┏━━

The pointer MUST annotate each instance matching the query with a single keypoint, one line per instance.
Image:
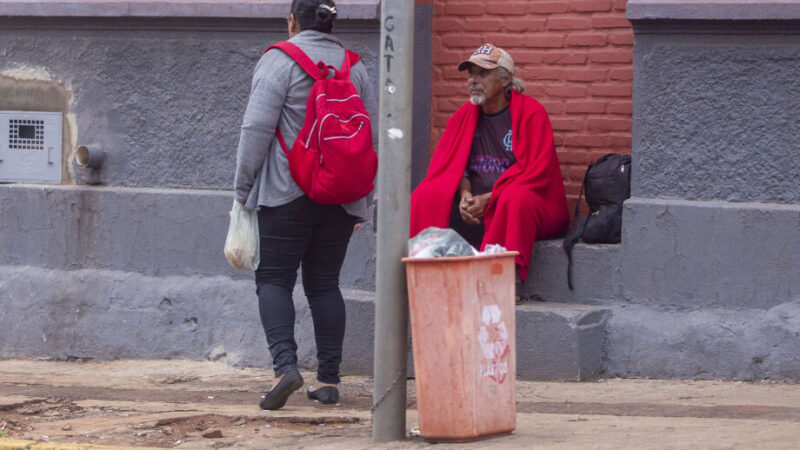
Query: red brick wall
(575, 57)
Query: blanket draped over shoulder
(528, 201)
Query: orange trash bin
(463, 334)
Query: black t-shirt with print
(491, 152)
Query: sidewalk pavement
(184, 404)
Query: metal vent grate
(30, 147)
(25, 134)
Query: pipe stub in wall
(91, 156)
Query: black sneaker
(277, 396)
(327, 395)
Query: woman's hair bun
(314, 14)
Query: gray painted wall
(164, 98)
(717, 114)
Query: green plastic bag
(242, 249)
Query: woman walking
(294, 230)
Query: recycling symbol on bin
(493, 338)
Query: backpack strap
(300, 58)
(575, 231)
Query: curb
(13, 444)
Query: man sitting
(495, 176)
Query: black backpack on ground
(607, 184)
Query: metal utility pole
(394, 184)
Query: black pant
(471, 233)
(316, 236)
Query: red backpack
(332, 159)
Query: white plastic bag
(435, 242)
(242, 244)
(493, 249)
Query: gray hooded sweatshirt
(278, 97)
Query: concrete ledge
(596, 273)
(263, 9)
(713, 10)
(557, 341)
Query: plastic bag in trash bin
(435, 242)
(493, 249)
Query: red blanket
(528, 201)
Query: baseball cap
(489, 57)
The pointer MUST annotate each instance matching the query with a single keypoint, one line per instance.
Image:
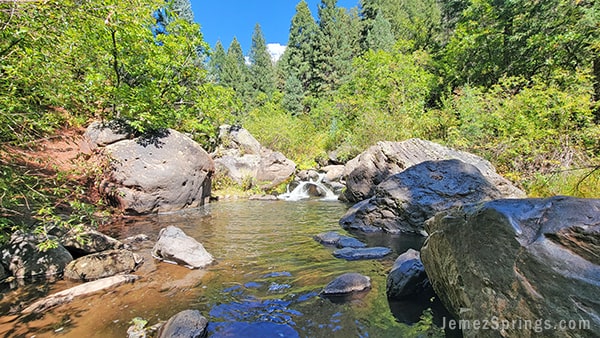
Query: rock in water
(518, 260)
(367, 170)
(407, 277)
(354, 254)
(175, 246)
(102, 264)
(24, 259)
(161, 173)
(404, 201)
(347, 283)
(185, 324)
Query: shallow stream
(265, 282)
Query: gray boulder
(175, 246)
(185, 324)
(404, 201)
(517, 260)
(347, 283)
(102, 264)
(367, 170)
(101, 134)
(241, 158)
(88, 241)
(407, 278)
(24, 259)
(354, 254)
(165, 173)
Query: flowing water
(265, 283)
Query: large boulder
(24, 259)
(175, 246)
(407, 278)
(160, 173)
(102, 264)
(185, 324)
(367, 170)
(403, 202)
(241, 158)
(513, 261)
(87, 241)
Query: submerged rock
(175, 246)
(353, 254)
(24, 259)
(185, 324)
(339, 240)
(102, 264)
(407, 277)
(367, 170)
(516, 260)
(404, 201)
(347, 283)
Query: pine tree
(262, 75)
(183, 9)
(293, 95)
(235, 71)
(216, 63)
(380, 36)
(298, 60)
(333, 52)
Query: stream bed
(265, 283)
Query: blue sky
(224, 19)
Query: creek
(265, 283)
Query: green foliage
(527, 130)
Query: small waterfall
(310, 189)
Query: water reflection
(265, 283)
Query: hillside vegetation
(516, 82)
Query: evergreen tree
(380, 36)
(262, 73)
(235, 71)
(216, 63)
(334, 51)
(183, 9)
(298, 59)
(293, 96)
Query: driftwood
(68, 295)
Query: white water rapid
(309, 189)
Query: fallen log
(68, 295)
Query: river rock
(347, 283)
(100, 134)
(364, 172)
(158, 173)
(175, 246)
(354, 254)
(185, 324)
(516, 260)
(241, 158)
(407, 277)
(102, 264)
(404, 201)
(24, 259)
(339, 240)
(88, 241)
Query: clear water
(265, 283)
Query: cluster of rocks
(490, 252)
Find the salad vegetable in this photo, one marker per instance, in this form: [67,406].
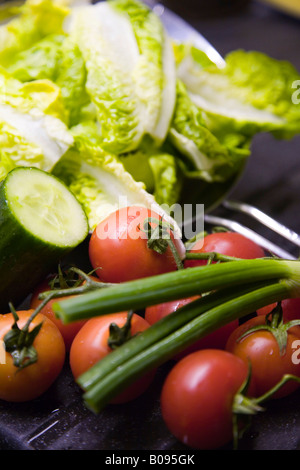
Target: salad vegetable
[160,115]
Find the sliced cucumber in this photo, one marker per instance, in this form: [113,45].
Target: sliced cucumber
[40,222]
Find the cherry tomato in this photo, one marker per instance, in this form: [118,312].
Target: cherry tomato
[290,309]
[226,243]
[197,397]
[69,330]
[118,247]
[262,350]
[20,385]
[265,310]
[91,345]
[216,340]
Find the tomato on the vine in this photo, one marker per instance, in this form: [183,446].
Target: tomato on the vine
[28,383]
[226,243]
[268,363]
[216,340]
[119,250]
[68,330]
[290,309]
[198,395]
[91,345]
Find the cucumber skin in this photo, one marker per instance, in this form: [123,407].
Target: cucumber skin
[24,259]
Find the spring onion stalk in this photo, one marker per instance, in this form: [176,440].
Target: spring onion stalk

┗━━

An exact copy of the listing above is to be set down, with no pictures in it.

Solution to the exercise:
The pointer MUST annotate each instance matching the query with a single keypoint, one line per instance.
Image:
Query: red brick wall
(575, 57)
Query: blanket draped over shoulder
(528, 201)
Query: orange trash bin
(463, 334)
Query: black t-shirt with print
(491, 152)
Query: sidewalk pavement
(184, 404)
Query: metal vent grate
(30, 147)
(25, 134)
Query: pipe stub in wall
(91, 156)
Query: black sneaker
(277, 396)
(327, 395)
Query: woman's hair bun
(314, 14)
Query: gray painted wall
(164, 98)
(717, 114)
Query: green plastic bag
(242, 249)
Query: woman walking
(294, 230)
Query: recycling symbol on bin
(493, 338)
Query: backpack strap
(300, 58)
(575, 231)
Query: curb
(13, 444)
Query: man sitting
(495, 176)
Query: black backpack on ground
(607, 184)
Query: metal utility pole
(394, 184)
Query: black pant
(471, 233)
(316, 236)
Query: red backpack
(332, 159)
Query: white plastic bag
(435, 242)
(242, 244)
(493, 249)
Query: gray hooded sweatshirt
(278, 97)
Query: concrete ledge
(596, 273)
(263, 9)
(713, 10)
(557, 341)
Query: plastic bag in trash bin
(435, 242)
(493, 249)
Query: red blanket
(528, 201)
Query: baseball cap
(489, 57)
The pointer MUST annotate each instance matching the query with a single keypoint, one line per instance.
Image:
Query: rock in water
(518, 260)
(367, 170)
(407, 277)
(354, 254)
(175, 246)
(102, 264)
(24, 259)
(161, 173)
(404, 201)
(347, 283)
(185, 324)
Query: shallow stream
(265, 282)
Query: gray boulder
(175, 246)
(185, 324)
(404, 201)
(517, 260)
(347, 283)
(102, 264)
(367, 170)
(101, 134)
(241, 158)
(88, 241)
(407, 278)
(24, 259)
(354, 254)
(165, 173)
Query: flowing water
(265, 283)
Query: large boulder
(24, 259)
(175, 246)
(407, 278)
(160, 173)
(102, 264)
(185, 324)
(367, 170)
(403, 202)
(241, 158)
(513, 261)
(87, 241)
Query: submerged rock
(175, 246)
(353, 254)
(24, 259)
(185, 324)
(339, 240)
(102, 264)
(407, 277)
(367, 170)
(516, 260)
(404, 201)
(347, 283)
Query: pine tree
(262, 75)
(183, 9)
(293, 95)
(235, 71)
(216, 63)
(380, 36)
(298, 60)
(333, 52)
Query: stream bed
(265, 283)
Query: blue sky
(224, 19)
Query: creek
(265, 283)
Query: green foliage
(527, 130)
Query: small waterfall
(310, 189)
Query: water reflection
(265, 283)
Query: hillside vegetation
(516, 82)
Query: evergreen tree
(380, 36)
(262, 73)
(235, 71)
(216, 63)
(334, 51)
(183, 9)
(298, 59)
(293, 96)
Query: driftwood
(68, 295)
Query: white water rapid
(309, 189)
Query: fallen log
(68, 295)
Query: river rock
(347, 283)
(100, 134)
(364, 172)
(158, 173)
(175, 246)
(354, 254)
(185, 324)
(516, 260)
(241, 158)
(407, 277)
(102, 264)
(404, 201)
(24, 259)
(339, 240)
(88, 241)
Query: clear water
(265, 283)
Query: cluster of rocks
(490, 252)
Find the salad vegetable in this photo, one marker per instance, in this form: [67,406].
Target: salad vegetable
[160,115]
Find the sliced cucumber in this photo, one marker per instance, in this form: [113,45].
Target: sliced cucumber
[40,222]
Find the cherry tomato in this photo, one marker per instance, in this form: [118,312].
Target: cherry tomato
[290,309]
[226,243]
[197,397]
[69,330]
[118,247]
[262,350]
[20,385]
[265,310]
[91,345]
[216,340]
Find the tomato on the vine in this photo, one marker per instance, in this form: [183,446].
Target: tomato on the vine
[28,383]
[226,243]
[268,363]
[216,340]
[119,250]
[68,330]
[290,309]
[198,395]
[91,345]
Find the cucumber skin in this photo, one marker per instance, in this form: [123,407].
Target: cucumber skin
[24,259]
Find the spring onion stalk in this photo, one marker per instance, in this form: [176,440].
Target: spring onion stalk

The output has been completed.